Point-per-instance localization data
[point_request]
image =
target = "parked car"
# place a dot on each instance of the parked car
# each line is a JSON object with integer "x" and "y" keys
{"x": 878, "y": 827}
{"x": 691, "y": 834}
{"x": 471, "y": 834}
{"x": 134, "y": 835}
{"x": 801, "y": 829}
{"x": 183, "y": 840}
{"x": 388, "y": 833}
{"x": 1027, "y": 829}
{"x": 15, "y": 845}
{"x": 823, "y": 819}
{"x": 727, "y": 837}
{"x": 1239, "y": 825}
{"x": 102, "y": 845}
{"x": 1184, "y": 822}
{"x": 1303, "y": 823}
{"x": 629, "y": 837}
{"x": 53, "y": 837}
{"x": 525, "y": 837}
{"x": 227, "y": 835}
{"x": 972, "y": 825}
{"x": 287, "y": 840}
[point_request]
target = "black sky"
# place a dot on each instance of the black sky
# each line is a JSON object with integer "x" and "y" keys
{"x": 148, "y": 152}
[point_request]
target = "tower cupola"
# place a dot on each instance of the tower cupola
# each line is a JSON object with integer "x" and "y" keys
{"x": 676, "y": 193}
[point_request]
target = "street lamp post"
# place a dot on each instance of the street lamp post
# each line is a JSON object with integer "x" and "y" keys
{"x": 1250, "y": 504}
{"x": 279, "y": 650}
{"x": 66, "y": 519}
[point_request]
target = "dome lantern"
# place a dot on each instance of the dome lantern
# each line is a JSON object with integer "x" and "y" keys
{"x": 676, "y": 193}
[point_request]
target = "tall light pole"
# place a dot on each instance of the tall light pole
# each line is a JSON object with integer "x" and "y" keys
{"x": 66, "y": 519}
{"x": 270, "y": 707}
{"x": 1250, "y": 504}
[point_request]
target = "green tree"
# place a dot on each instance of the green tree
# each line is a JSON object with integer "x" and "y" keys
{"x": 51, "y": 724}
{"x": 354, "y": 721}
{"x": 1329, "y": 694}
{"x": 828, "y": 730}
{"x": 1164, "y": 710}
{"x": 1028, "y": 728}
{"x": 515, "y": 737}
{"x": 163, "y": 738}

▶ DIRECTIONS: Return all lines in the entries above that carry the word "lamp".

▶ COMPLETED TASK:
target = "street lamp post"
# place a dot on each instance of the street lamp post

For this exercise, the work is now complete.